WHAT IS EXPECTED: Rewrite all of the items below as a numbered list, skipping blank lines and leaving out the pictures.

ROWS:
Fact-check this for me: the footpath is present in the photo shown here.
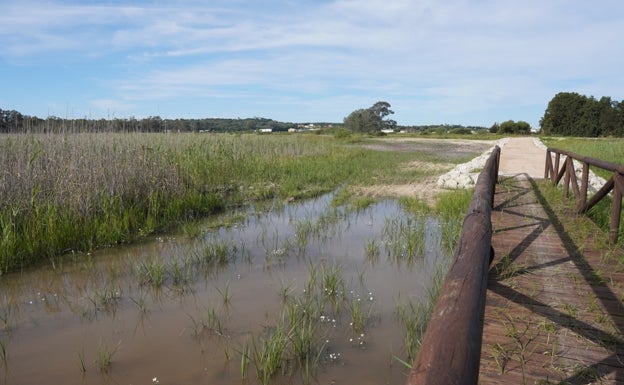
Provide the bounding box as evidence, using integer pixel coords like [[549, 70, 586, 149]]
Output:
[[479, 138, 624, 384]]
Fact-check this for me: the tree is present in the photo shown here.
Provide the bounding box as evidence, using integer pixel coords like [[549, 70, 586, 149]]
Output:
[[344, 101, 397, 134]]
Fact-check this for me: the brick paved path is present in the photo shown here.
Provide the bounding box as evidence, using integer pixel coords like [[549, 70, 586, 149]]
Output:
[[479, 174, 624, 384]]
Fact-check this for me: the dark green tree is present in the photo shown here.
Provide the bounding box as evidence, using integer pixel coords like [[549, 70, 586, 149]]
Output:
[[344, 101, 397, 134]]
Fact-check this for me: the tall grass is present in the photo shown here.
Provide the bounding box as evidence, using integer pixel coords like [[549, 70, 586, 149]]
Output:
[[544, 138, 624, 245], [0, 133, 420, 272]]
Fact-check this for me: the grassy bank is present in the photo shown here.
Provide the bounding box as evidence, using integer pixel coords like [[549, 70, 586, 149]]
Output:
[[0, 133, 472, 272]]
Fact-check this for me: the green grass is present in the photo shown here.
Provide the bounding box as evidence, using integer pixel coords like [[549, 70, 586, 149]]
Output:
[[543, 138, 624, 245], [0, 133, 482, 273]]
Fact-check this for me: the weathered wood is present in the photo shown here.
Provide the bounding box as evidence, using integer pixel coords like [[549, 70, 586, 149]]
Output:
[[407, 146, 500, 385], [609, 172, 624, 244], [561, 157, 574, 198], [568, 158, 581, 199], [545, 148, 624, 243], [576, 163, 589, 212], [548, 148, 624, 174], [544, 150, 554, 180], [479, 177, 624, 385], [553, 152, 563, 184], [578, 177, 614, 214]]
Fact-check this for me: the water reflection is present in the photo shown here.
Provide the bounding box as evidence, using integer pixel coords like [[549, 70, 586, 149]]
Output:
[[0, 194, 447, 384]]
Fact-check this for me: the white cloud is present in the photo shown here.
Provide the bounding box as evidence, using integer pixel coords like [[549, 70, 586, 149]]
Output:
[[0, 0, 624, 123]]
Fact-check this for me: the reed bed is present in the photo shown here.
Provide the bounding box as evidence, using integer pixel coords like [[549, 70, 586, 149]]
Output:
[[0, 133, 428, 272]]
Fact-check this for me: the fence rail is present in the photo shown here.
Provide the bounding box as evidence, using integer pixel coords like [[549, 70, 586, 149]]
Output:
[[407, 146, 500, 385], [544, 148, 624, 244]]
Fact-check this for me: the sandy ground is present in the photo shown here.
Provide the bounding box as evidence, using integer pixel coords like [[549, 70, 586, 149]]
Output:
[[498, 138, 546, 178], [356, 137, 546, 204]]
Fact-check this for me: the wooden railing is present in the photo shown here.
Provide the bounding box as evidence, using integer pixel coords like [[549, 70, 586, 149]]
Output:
[[407, 146, 500, 385], [544, 148, 624, 244]]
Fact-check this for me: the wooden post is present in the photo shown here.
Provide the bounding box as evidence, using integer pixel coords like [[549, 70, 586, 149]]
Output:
[[609, 172, 624, 244], [553, 153, 563, 184], [563, 156, 574, 198], [576, 162, 589, 214], [544, 150, 553, 180], [407, 147, 500, 385]]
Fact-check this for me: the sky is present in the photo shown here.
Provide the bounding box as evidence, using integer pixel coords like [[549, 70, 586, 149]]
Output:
[[0, 0, 624, 128]]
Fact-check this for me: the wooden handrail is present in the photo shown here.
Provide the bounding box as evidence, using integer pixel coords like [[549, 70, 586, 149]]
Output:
[[544, 148, 624, 244], [407, 146, 500, 385]]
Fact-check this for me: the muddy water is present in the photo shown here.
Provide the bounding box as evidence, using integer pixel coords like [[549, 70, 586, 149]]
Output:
[[0, 195, 448, 384]]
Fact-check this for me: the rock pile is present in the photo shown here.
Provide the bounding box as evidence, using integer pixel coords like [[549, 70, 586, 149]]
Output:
[[438, 138, 606, 193], [438, 138, 509, 189]]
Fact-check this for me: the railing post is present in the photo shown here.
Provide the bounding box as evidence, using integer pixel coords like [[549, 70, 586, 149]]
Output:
[[609, 172, 624, 244], [576, 162, 589, 214], [407, 146, 500, 385], [544, 148, 624, 243], [553, 152, 561, 184]]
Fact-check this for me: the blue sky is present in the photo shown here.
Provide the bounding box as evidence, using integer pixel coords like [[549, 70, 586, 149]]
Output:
[[0, 0, 624, 127]]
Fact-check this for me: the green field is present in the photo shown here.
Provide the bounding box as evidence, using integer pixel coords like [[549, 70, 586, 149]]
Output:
[[0, 133, 486, 272]]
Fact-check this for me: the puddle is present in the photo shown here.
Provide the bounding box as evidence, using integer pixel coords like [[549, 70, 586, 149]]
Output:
[[0, 195, 448, 384]]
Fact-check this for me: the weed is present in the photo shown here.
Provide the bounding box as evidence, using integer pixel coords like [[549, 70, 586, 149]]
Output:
[[135, 259, 166, 288], [96, 341, 121, 370]]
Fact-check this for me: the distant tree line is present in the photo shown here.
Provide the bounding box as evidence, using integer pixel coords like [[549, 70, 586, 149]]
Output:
[[540, 92, 624, 137], [0, 109, 296, 133], [490, 120, 531, 135], [344, 101, 397, 134]]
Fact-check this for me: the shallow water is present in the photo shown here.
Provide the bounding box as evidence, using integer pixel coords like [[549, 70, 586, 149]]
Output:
[[0, 194, 448, 384]]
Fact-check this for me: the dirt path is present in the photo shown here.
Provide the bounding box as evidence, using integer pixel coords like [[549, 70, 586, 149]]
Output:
[[498, 138, 546, 178]]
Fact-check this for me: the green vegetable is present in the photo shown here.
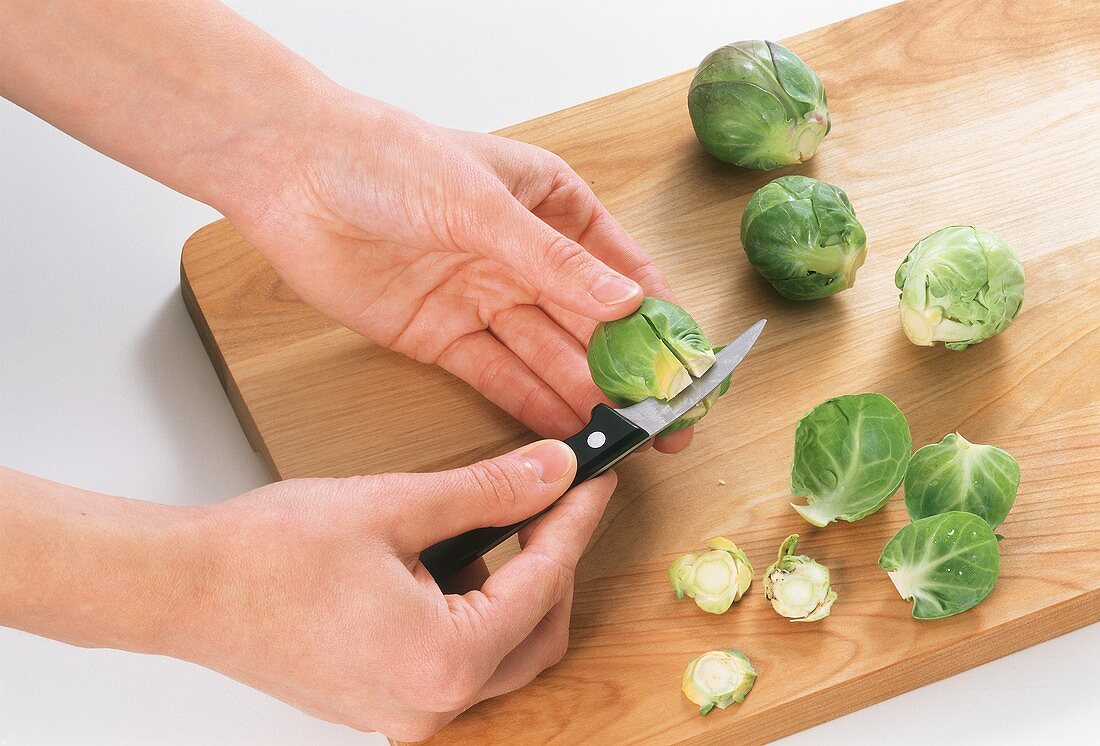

RESULT OF THIS TASK:
1. Fact-check this for me: the footpath is present in the photo shown here.
2. Provide the bounding box as evidence, using integer pixel coords like [[549, 70, 586, 149]]
3. Output:
4. [[479, 138, 624, 384]]
5. Fact-check this for me: the tree is present in the photo shown here.
6. Provide the bounding box as evidence, using integer pixel coords like [[549, 70, 586, 149]]
7. Output:
8. [[344, 101, 397, 134]]
9. Fact-check this for me: the brick paved path is present in the photo shown here.
10. Provide the bounding box as evidence, using integer pixel coords like [[549, 70, 586, 149]]
11. Output:
12. [[479, 174, 624, 384]]
13. Fact-check this for me: the dark green tree is present in the photo shown here.
14. Provide the bounding box as evidence, using integer pixel coords like [[549, 70, 586, 149]]
15. Output:
16. [[344, 101, 397, 134]]
17. Fact-check this for me: the tall grass is present in the photo shown here.
18. Provide the bounding box as evidence, using integer pixel coords like [[549, 70, 586, 149]]
19. Output:
20. [[544, 138, 624, 245], [0, 133, 420, 272]]
21. Fact-check this for me: the grassy bank is present in the photo shown here.
22. Provide the bounding box as evidence, using integer pixel coords like [[549, 70, 586, 149]]
23. Output:
24. [[0, 133, 472, 272]]
25. Fact-check this for me: the green grass is present in the photo shown here.
26. Provide the bounding box as evidence, using integer pixel coords like [[549, 70, 586, 149]]
27. Output:
28. [[543, 138, 624, 245], [0, 133, 482, 273]]
29. Fact-check this for me: the weathered wood is present in the photo shown here.
30. Provide the bounding box as evidence, using integer pixel coords like [[549, 70, 586, 149]]
31. Output:
32. [[407, 146, 500, 385], [609, 172, 624, 244], [561, 157, 574, 198], [568, 158, 581, 199], [545, 148, 624, 243], [576, 163, 589, 212], [548, 148, 624, 174], [544, 150, 554, 180], [479, 177, 624, 385], [553, 152, 563, 184], [578, 177, 614, 214]]
33. Fact-check this for me: the water reflection is present in the photo shown here.
34. Provide the bounding box as evidence, using integer pixel coords like [[549, 70, 586, 149]]
35. Output:
36. [[0, 194, 447, 384]]
37. Fact-check this for me: the white cloud is present in the photo shown here.
38. Provide the bounding box as evidence, using integer pixel coords like [[549, 70, 586, 149]]
39. Output:
40. [[0, 0, 624, 123]]
41. Fact-check this for me: the reed bed is present in the photo shown here.
42. Provide the bounding box as evidence, using integer pixel coords like [[549, 70, 586, 149]]
43. Output:
44. [[0, 133, 428, 272]]
45. Fact-check this for me: the fence rail is present in the photo shown here.
46. Provide the bounding box as evidence, using integer pixel coords like [[549, 70, 586, 149]]
47. Output:
48. [[407, 146, 500, 385], [544, 148, 624, 244]]
49. Fact-check this for me: the sandy ground is present in the photo shown here.
50. Provide the bounding box as evidence, using integer pixel coords like [[549, 70, 586, 149]]
51. Output:
52. [[498, 138, 546, 178], [356, 137, 546, 204]]
53. Fact-check this for me: the wooden railing is present in the photo shown here.
54. Provide the bounding box as evidence, using integer pixel coords like [[549, 70, 586, 149]]
55. Output:
56. [[407, 146, 500, 385], [544, 148, 624, 244]]
57. Fact-check this for me: the wooden post is present in the photo shown here.
58. Provide the bounding box as evidence, using integer pixel coords like [[549, 70, 586, 149]]
59. Output:
60. [[609, 172, 624, 244], [553, 153, 563, 184], [563, 156, 574, 198], [576, 162, 589, 214], [544, 150, 553, 180], [407, 147, 500, 385]]
61. Fact-check this for me: the sky is present in the photo shown here.
62. Provide the bounding box as evidence, using integer pixel coords like [[549, 70, 586, 149]]
63. Output:
64. [[0, 0, 624, 128]]
65. Fact-check this for me: the wooden handrail is present in the photo shown here.
66. Provide the bounding box as evidence, using integer pixel coords like [[549, 70, 586, 149]]
67. Output:
68. [[544, 148, 624, 244], [407, 146, 500, 385]]
69. Fact-check this for me: the muddy water is present in the photo shown here.
70. Provide the bounding box as evidence, using integer pixel coords like [[549, 70, 586, 149]]
71. Output:
72. [[0, 195, 448, 384]]
73. Fact-check this for me: the rock pile is present in the photo shown here.
74. Provide the bounding box as evidence, using integer pixel coords like [[549, 70, 586, 149]]
75. Output:
76. [[438, 138, 606, 193], [438, 138, 509, 189]]
77. Fact-check this for me: the railing post is present in the photo shown here.
78. Provide the bounding box as evidence, using integer pixel coords like [[549, 70, 586, 149]]
79. Output:
80. [[609, 172, 624, 244], [576, 162, 589, 214], [407, 146, 500, 385], [544, 148, 624, 243], [553, 152, 561, 184]]
81. Fact-check this for me: the blue sky is present in the photo shown here.
82. Provide the bounding box as evidence, using integer pixel coords like [[549, 70, 586, 149]]
83. Output:
84. [[0, 0, 624, 127]]
85. Fact-check this for me: the green field is present in the photo shown here.
86. Provide the bounding box as evidence, using integer pixel coords like [[549, 70, 586, 149]]
87. Output:
88. [[0, 133, 486, 272]]
89. Fact-check this for me: the puddle is present in the photo shown here.
90. Provide the bounding box as evidence, using integer pixel coords like [[549, 70, 586, 149]]
91. Output:
92. [[0, 195, 448, 384]]
93. Fact-check this for me: the weed is present in the photo shown here.
94. Provide the bounding box as evidence, using integer pixel coords like [[549, 70, 586, 149]]
95. Output:
96. [[135, 259, 166, 288], [96, 341, 121, 370]]
97. Fact-check this for me: the distant tree line is present in the photo shown here.
98. Provide the bounding box as evidence, using integer pixel coords like [[549, 70, 586, 149]]
99. Output:
100. [[540, 92, 624, 137], [0, 109, 296, 133], [490, 120, 531, 135], [344, 101, 397, 134]]
101. Fact-check this for me: the shallow water is present in the photo shown here.
102. Provide the bounding box as evidence, using integer pixel coords like [[549, 70, 586, 149]]
103. Output:
104. [[0, 194, 448, 384]]
105. Fact-check this for me: the dirt path is present in the photo shown here.
106. Provide the bounding box as evidence, using integer pixel coords like [[549, 70, 586, 149]]
107. Output:
108. [[498, 138, 546, 178]]
109. Fact-check this for me: the green vegetable is present in the photo shown here.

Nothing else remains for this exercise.